Present the lines below as a Markdown table with the columns "Row" and "Line", giving each line its row number and omitting blank lines. Leave the pictures out of the table.
Start RECORDS TO PROCESS
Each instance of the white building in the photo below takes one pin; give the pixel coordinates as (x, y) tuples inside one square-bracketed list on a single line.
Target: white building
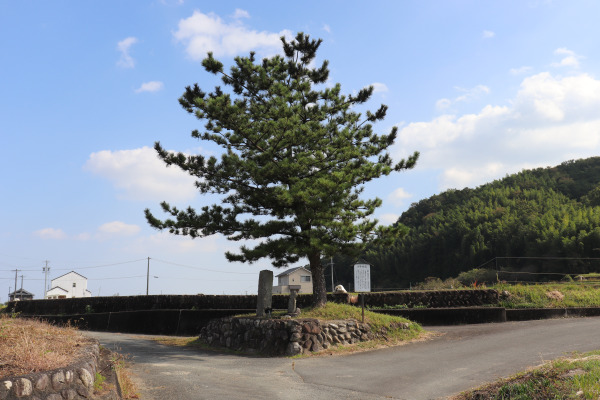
[(68, 285), (298, 278)]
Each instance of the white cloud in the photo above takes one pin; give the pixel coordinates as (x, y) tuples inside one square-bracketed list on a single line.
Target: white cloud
[(387, 219), (379, 87), (521, 70), (202, 33), (50, 233), (118, 228), (398, 196), (140, 175), (549, 120), (570, 59), (126, 61), (239, 14), (466, 96), (152, 86)]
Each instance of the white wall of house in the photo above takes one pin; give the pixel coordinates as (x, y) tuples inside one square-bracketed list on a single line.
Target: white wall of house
[(74, 284), (300, 276)]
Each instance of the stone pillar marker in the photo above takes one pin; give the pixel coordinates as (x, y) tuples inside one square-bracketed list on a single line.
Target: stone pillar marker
[(292, 301), (265, 292)]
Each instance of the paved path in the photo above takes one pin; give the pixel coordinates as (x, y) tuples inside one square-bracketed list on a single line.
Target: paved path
[(461, 358)]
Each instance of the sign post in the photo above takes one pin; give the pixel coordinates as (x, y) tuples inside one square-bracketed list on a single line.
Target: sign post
[(362, 278), (362, 283)]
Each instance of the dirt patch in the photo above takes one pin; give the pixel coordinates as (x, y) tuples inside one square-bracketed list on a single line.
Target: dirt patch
[(555, 295)]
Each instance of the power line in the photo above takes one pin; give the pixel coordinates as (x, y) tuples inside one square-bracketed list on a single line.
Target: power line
[(204, 269)]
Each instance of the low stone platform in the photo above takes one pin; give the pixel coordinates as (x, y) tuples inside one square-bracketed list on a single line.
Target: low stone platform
[(75, 381), (288, 337)]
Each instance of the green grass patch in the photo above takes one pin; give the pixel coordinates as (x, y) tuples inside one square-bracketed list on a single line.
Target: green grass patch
[(576, 377), (554, 295)]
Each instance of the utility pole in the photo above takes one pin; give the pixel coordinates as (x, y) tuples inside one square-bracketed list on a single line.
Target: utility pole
[(15, 292), (46, 270), (332, 288)]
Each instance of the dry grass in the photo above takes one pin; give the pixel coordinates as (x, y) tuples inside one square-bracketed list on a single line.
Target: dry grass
[(121, 365), (28, 346)]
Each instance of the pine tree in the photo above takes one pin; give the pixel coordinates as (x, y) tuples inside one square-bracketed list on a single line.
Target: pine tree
[(295, 158)]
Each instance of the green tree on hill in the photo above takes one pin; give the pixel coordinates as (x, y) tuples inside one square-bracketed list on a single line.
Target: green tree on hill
[(295, 158)]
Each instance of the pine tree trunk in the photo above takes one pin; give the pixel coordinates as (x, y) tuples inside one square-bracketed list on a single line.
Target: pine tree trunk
[(318, 274)]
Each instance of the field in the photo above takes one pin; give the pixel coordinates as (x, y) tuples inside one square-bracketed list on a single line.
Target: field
[(28, 346), (551, 295), (575, 377)]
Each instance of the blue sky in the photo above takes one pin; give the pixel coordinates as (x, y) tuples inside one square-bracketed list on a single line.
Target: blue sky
[(481, 89)]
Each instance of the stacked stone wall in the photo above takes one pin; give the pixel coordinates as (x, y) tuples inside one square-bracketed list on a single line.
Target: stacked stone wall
End RECORDS TO PROCESS
-- WORKED SOLUTION --
| Row | Line |
|---|---|
| 1 | Each instance of the white building in the photo below takes one pin; give the pixel coordinates as (x, y) tuples inside one square-bracketed list on a single line. |
| 2 | Target: white building |
| 3 | [(68, 285), (298, 278)] |
| 4 | Each instance of the white cloud in the photo above takes one pin; give the pixel coordinates as (x, y) tuples inside one square-bracketed list on a single line. |
| 5 | Target: white cloud |
| 6 | [(387, 219), (379, 87), (521, 70), (202, 33), (50, 233), (118, 228), (398, 196), (140, 175), (549, 120), (570, 59), (126, 61), (239, 14), (466, 96), (152, 86)] |
| 7 | Each instance of the white wall of house in the photo above takes one pin; give the pixel coordinates as (x, y) tuples inside one square-bracketed list on a single line. |
| 8 | Target: white wall of house |
| 9 | [(74, 284), (300, 276)] |
| 10 | Each instance of the stone pillar marker in the photo above takes one pin; give the pixel coordinates as (x, y) tuples inside one square-bracketed list on a single line. |
| 11 | Target: stone pillar marker |
| 12 | [(292, 301), (265, 292)] |
| 13 | Each instance of the paved path in the photo above takes one pin; give the pixel coordinates as (x, y) tuples inside one square-bracketed list on a single line. |
| 14 | Target: paved path |
| 15 | [(461, 358)] |
| 16 | Each instance of the sign post in the photo above takes one pin; give the pixel coordinates as (x, y) tuples inside one square-bracketed list on a single line. |
| 17 | Target: sign post |
| 18 | [(362, 278), (362, 283)] |
| 19 | Each instance of the dirt patch in the photo above takes one pin; give the pixel coordinates as (x, y) tuples inside one square-bracketed list on a single line. |
| 20 | Target: dirt patch |
| 21 | [(555, 295)] |
| 22 | Each instance of the power line in the photo above takes one pin; give the pixel coordinates as (x, y) tuples inside one square-bracketed list on a single line. |
| 23 | Target: power line |
| 24 | [(204, 269)] |
| 25 | Each instance of the low stone platform in the photo above takes one pin; give the pixel coordinates as (x, y) tuples inside one square-bracketed list on a single line. |
| 26 | Target: low stone platform |
| 27 | [(75, 381), (288, 337)] |
| 28 | Each instance of the green grass patch in the photo above takes one pin; give the pixel coordinates as (x, y) tuples inside one square-bracketed list on a single line. |
| 29 | Target: green grass patch |
| 30 | [(576, 377), (554, 295)] |
| 31 | Each instance of the utility pole in the photo above takes one pin; give the pixel coordinates as (x, y) tuples inside one square-bracketed list on a single line. |
| 32 | Target: utility pole |
| 33 | [(15, 292), (46, 270), (332, 288)] |
| 34 | Each instance of the dry grass in the photo above takes one pin; give the pixel coordinates as (x, y) tuples inside one square-bracketed list on a single line. |
| 35 | Target: dry grass |
| 36 | [(121, 365), (28, 346)] |
| 37 | Each instance of the pine tree in the photo above takes one pin; give the pixel coordinates as (x, y) tuples inside one square-bracketed list on a single line. |
| 38 | Target: pine tree |
| 39 | [(295, 158)] |
| 40 | Each instance of the green tree on hill in the photo above takes one pin; give the pixel coordinates as (x, y) tuples inside one square-bracketed list on a single line. |
| 41 | Target: green tree on hill |
| 42 | [(295, 158)] |
| 43 | Each instance of the pine tree trunk in the photo above takes one pin; give the pixel coordinates as (x, y) tuples inside one square-bracketed list on a single line. |
| 44 | Target: pine tree trunk |
| 45 | [(318, 274)] |
| 46 | Each instance of the field in the photo above takes one pin; give the pixel coordinates as (x, y) tuples inside one square-bracketed list on a single line. |
| 47 | Target: field |
| 48 | [(28, 346), (551, 295), (575, 377)] |
| 49 | Each instance of the blue sky in the photo above takes one pin; give the pixel coordinates as (x, y) tuples inside one square-bracketed list on a single line. |
| 50 | Target: blue sky |
| 51 | [(481, 89)] |
| 52 | Each instance of the stacked stone wall in the photo above takes one pin; give the pixel coordinates as (x, y) tuples inside one square-bracketed list on a single line. |
| 53 | Target: stacked stone wall |